How to use lis2dh12 with latest SDK 15.3 (SPI)

Take one of the 15.3.0 SPI examples and use the code I show here for initialisation, which works with the LIS2DH12. Since you already have i2c functional, that should get you most of the way there. SPI is much cleaner to use than i2c.

// Description
// ===========
// The LIS2DH12 is an ultra-low-power highperformance three-axis linear accelerometer
// belonging to the femto family with digital I2C/SPI serial interface standard output.
// The LIS2DH12 has user-selectable full scales of +-2g/4g/8g/16g and is capable of measuring
// accelerations with output data rates from 1 Hz to 5.3 kHz.
// The self-test capability allows the user to check the functionality of the sensor in the final
// application.
// The device may be configured to generate interrupt signals by detecting two independent
// inertial wake-up/free-fall events as well as by the position of the device itself.
//
// SPI Interface
// =============
// bit 0: RW bit. When 0, the data DI(7:0) is written into the device. When 1, the data DO(7:0)
//                from the device is read. In the latter case, the chip will drive SDO at the start of bit 8.
// bit 1: MS bit. When 0, the address will remain unchanged in multiple read/write commands.
//                When 1, the address is auto incremented in multiple read/write commands.
// bit 2-7:  address AD(5:0). This is the address field of the indexed register.
// bit 8-15: data DI(7:0) (write mode). This is the data that is written into the device (MSb first).
// bit 8-15: data DO(7:0) (read mode). This is the data that is read from the device (MSb first).
//                In multiple read/write commands further blocks of 8 clock periods will be added. When the
//                MS bit is 0, the address used to read/write data remains the same for every block. When
//                the MS bit is 1, the address used to read/write data is increased at every block.

    nrf_drv_spi_config_t spi_config = NRF_DRV_SPI_DEFAULT_CONFIG;
    ret_code_t err_code;

    spi_config.ss_pin    = LIS2DH12_CS_PIN;
    spi_config.miso_pin  = LIS2DH12_MISO_PIN;
    spi_config.mosi_pin  = LIS2DH12_MOSI_PIN;
    spi_config.sck_pin   = LIS2DH12_SCK_PIN;
    spi_config.frequency = NRF_DRV_SPI_FREQ_8M;  // LIS2DH12 works up to 10MHz on SPI
    spi_config.bit_order = NRF_DRV_SPI_BIT_ORDER_MSB_FIRST;
    spi_config.mode      = NRF_DRV_SPI_MODE_0;
    APP_ERROR_CHECK(nrf_drv_spi_init(&mLis2dh12SpiInstance, &spi_config, Lis2dh12_spi_event_handler, NULL));

The event handler should be kept ultra-simple:

// Interrupt-driven events related to ADC sampling
static volatile bool mLisPacketTransferComplete = false;

/**
 * @brief SPI event handler indicating SPI transfer has completed
 * @param event
 */
static void lis2dh12_spi_event_handler(nrf_drv_spi_evt_t const * p_event, void *p_context)

• [STATED GOAL]:
For each statement, answer yes or no according to the LIS2DH12 SPI post, and quote the words from it that settle the matter: (a) the accelerometer's output data rates range from 1 Hz to 5.3 kHz; (b) with the MS bit at 0, the address is auto incremented in multiple read/write commands; (c) the configuration sets the SPI frequency to 10 MHz. Rely only on the LIS2DH12 SPI post.

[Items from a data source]

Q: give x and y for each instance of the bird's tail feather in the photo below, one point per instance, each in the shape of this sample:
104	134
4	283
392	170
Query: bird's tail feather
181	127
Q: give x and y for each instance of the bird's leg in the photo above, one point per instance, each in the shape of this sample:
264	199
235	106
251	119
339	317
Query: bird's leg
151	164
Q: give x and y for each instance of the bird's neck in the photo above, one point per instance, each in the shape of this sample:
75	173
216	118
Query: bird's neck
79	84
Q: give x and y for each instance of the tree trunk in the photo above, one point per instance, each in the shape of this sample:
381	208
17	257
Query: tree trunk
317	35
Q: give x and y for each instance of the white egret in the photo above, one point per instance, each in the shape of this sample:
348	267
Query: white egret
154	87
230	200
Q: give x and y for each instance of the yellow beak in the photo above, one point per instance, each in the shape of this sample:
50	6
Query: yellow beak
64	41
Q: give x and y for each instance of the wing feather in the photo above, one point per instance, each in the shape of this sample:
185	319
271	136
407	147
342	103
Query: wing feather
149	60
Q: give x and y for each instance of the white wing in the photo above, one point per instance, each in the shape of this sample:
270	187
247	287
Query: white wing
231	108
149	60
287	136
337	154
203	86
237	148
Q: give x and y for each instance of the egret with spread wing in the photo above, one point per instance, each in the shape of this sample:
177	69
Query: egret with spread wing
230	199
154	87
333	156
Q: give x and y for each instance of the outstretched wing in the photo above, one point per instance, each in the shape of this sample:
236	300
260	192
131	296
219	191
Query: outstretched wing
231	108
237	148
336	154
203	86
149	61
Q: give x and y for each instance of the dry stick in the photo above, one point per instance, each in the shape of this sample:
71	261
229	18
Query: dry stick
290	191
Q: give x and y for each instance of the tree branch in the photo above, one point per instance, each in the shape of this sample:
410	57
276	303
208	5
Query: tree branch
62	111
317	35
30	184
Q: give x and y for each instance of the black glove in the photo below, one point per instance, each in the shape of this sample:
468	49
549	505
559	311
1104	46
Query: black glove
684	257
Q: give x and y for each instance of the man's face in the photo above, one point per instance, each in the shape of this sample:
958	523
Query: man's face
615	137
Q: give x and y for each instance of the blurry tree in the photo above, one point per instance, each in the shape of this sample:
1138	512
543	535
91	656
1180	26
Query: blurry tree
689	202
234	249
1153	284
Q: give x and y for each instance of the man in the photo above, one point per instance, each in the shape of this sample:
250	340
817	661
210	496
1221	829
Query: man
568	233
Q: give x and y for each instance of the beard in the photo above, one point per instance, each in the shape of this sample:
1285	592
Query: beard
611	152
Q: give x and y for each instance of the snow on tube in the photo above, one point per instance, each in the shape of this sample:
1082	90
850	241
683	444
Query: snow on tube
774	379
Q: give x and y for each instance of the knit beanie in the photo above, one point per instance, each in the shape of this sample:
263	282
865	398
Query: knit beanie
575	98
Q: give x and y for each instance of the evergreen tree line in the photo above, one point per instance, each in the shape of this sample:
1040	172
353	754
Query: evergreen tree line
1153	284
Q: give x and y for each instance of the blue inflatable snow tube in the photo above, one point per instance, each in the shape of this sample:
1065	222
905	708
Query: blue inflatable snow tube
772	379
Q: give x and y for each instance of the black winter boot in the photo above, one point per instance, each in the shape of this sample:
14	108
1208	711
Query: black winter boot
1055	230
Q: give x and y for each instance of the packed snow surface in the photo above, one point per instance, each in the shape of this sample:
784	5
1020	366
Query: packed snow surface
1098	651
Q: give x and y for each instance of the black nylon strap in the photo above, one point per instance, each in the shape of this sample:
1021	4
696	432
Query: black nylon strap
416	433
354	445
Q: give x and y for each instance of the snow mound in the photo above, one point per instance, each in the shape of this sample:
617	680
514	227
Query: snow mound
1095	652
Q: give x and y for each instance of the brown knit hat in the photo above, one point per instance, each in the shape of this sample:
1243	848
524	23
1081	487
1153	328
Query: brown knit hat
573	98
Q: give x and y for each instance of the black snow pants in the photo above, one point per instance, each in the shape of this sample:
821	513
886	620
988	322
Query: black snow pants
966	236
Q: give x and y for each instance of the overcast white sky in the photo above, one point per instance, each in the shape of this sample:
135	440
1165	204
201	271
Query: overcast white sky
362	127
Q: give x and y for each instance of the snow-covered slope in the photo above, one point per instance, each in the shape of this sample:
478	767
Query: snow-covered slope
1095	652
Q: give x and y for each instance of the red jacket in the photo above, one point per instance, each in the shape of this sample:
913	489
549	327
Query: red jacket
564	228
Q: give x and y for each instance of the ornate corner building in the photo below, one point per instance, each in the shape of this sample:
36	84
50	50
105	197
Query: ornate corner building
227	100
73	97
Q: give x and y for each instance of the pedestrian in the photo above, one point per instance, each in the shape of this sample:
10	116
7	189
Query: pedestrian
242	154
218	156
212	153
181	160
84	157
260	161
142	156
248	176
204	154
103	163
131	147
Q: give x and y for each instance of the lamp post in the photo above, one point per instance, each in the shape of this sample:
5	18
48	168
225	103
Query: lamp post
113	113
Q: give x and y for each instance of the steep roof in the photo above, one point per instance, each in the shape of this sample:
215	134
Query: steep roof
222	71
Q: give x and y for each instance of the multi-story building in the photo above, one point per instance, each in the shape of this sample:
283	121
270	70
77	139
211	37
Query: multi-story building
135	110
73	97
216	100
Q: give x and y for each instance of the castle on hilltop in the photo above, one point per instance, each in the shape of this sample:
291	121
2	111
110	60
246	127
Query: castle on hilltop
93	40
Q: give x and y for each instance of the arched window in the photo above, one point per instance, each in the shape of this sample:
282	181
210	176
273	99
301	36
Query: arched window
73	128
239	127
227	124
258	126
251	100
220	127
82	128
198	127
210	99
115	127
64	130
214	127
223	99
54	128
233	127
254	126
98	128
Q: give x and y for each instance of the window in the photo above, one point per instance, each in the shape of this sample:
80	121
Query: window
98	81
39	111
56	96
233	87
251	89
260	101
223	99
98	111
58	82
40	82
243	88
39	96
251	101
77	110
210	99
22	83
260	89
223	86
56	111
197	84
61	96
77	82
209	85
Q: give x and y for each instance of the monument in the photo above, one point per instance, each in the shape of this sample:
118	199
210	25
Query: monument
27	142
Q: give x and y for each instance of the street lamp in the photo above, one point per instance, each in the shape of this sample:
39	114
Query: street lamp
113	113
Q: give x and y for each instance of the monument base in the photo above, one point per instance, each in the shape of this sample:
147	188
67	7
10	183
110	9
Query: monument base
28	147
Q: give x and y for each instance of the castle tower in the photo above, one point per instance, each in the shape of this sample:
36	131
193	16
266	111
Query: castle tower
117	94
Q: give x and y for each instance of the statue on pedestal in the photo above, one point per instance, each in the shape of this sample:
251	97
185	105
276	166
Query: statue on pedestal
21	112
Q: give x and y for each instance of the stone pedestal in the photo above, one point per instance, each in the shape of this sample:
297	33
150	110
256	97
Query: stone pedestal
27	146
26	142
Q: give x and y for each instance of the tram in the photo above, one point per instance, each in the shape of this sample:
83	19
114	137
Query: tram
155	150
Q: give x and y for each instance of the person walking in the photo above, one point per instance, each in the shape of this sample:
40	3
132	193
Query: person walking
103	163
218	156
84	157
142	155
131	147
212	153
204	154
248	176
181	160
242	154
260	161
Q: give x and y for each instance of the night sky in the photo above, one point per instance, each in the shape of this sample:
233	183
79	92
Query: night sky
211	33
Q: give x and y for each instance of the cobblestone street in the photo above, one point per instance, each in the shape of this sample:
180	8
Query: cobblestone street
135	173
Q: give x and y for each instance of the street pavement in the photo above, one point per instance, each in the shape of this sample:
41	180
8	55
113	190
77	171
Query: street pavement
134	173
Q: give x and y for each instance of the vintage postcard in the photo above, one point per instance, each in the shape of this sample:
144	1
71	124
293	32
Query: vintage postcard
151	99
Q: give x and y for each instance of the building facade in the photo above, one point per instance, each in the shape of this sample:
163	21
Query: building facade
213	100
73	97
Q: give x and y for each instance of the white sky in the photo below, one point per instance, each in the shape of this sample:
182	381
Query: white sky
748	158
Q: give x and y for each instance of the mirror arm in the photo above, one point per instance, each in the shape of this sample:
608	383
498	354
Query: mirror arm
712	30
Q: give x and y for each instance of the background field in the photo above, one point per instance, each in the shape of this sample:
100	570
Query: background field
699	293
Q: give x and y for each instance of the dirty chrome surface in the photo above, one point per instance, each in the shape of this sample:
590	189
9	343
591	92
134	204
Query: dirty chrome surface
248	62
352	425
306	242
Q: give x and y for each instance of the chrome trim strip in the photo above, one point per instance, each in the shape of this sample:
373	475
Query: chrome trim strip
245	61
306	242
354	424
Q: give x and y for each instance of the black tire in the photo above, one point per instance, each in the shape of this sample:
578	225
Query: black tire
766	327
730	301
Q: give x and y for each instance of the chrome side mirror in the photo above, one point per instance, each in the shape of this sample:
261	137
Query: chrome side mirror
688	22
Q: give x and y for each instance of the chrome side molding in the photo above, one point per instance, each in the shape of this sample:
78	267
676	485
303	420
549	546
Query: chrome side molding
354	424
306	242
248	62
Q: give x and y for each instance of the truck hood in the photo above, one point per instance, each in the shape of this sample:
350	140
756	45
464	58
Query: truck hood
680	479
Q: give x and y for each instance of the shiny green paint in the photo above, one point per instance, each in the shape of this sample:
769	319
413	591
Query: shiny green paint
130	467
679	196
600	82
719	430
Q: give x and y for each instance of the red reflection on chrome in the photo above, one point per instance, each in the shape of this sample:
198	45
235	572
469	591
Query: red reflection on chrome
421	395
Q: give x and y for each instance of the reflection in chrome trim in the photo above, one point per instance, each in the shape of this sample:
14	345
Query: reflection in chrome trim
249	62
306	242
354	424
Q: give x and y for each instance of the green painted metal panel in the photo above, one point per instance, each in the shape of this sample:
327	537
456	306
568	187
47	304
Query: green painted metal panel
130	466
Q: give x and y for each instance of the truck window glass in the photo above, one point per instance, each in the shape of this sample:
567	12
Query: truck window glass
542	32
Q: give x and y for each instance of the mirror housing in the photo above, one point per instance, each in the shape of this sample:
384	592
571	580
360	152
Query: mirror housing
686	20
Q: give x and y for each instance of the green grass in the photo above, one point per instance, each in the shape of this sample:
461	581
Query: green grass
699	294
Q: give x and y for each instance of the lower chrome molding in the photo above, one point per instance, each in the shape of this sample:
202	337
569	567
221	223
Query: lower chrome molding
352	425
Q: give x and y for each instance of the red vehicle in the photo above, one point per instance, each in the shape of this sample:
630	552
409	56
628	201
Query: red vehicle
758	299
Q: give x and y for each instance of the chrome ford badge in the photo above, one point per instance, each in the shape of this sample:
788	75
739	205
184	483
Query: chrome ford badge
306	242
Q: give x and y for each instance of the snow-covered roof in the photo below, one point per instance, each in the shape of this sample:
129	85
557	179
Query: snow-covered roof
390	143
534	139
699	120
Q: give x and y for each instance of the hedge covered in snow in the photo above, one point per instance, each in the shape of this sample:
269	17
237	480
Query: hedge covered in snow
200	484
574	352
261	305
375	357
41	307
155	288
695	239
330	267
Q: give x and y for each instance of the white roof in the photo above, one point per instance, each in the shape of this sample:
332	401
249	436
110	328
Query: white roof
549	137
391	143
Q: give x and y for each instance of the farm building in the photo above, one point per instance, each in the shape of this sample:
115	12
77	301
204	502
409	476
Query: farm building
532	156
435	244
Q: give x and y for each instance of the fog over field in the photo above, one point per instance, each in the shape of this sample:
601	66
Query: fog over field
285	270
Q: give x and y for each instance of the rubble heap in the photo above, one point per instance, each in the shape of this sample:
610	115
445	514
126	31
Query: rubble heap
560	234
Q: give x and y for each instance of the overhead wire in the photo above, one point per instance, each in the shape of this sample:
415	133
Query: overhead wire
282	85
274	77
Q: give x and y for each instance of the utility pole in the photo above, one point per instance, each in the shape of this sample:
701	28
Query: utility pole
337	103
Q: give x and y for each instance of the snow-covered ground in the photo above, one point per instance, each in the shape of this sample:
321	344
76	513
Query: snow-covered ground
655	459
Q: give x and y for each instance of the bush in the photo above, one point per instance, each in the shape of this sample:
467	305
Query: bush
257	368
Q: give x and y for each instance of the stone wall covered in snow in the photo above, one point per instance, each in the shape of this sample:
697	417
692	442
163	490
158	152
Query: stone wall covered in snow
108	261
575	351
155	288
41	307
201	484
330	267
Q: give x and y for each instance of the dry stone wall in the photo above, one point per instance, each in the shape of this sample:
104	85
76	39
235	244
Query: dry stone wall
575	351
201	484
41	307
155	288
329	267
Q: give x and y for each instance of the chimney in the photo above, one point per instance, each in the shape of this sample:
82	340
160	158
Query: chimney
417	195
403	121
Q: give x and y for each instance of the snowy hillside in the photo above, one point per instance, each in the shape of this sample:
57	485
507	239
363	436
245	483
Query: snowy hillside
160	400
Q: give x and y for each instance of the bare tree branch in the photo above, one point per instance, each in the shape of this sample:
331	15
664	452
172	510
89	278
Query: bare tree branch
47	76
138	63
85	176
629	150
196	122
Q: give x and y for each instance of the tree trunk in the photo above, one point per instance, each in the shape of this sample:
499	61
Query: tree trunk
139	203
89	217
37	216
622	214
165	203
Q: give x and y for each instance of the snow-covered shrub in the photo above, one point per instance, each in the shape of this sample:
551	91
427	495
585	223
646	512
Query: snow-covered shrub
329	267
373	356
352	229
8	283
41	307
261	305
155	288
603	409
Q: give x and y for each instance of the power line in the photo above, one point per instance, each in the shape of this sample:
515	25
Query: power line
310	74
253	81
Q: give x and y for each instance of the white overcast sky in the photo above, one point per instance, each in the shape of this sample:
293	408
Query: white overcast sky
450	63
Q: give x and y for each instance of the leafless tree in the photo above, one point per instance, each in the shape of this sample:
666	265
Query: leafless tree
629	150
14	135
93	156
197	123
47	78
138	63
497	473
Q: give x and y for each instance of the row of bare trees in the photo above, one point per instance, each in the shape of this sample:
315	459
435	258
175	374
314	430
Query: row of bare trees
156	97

• [ANSWER IN FULL]:
(a) Yes: "output data rates from 1 Hz to 5.3 kHz"
(b) No: "When 0, the address will remain unchanged in multiple read/write commands."
(c) No: "spi_config.frequency = NRF_DRV_SPI_FREQ_8M;"